TASK BRIEF
When the line containing "Traffic-operations request: mark the scattered" is found in the data below, copy it and each line after it through the line containing "Traffic-operations request: mark the dune crest", exactly and with no others.

───── ENTRIES SUPPLIED ─────

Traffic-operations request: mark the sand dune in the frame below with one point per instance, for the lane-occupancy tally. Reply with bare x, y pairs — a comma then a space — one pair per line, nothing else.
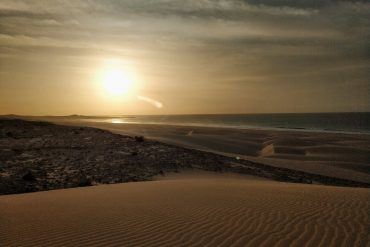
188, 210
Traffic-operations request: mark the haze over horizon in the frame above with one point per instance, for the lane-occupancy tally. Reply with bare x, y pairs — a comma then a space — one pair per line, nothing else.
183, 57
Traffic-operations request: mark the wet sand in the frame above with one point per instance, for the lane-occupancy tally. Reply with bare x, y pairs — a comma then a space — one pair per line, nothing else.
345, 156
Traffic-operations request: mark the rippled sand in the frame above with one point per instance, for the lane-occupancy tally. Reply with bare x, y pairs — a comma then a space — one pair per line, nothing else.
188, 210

─────
───── ENTRIES SUPPLIED ─────

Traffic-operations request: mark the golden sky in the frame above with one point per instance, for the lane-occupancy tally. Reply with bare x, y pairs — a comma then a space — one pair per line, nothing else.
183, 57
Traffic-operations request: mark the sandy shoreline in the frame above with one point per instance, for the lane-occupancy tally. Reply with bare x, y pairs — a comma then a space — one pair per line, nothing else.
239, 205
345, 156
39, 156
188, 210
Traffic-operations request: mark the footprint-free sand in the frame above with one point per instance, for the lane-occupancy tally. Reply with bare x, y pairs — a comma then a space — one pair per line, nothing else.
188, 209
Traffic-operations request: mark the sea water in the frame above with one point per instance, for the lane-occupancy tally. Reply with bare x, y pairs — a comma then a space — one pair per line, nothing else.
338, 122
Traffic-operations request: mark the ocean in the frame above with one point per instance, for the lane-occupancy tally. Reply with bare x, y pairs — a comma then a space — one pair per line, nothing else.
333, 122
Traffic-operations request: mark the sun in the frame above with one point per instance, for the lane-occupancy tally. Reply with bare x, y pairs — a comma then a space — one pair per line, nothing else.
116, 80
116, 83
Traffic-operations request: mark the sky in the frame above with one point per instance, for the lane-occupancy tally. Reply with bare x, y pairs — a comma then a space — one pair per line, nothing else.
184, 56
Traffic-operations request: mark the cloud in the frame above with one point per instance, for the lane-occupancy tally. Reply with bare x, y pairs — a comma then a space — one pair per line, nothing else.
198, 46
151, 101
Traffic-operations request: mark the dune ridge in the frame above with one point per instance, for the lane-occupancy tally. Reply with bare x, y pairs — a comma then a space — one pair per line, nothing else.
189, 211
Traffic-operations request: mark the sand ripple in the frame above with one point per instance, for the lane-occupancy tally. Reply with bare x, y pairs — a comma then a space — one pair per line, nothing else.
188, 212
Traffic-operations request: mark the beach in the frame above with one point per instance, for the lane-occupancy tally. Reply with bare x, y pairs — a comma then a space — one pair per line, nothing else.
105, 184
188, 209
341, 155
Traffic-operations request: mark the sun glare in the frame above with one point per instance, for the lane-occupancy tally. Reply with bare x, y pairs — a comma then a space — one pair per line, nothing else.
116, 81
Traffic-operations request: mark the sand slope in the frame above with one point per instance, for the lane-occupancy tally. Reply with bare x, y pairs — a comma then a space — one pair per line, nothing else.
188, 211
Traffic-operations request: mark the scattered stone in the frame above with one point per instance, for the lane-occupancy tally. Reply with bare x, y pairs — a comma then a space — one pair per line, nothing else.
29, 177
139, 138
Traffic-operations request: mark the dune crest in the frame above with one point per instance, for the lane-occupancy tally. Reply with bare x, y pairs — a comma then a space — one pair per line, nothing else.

─────
───── ENTRIES SUPPLIED ─────

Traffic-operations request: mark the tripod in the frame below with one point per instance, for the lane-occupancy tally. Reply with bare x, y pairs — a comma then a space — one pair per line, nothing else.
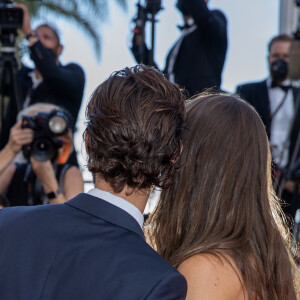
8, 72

─────

ANSWER FOR THIS EXERCISE
Traffic-operations request: mark the scattered stone in the frame above with one point per instance, for the lane-occupancy tally. Reply with bare x, y pairs — a comma then a space — one pair per line, nothing else.
29, 177
139, 138
Traffic-operations request: mark the dune crest in the frame above with one point per instance, for the lane-occupancy tally. Reply with bare x, y pairs — a comma then a space — one pair per line, nothing else.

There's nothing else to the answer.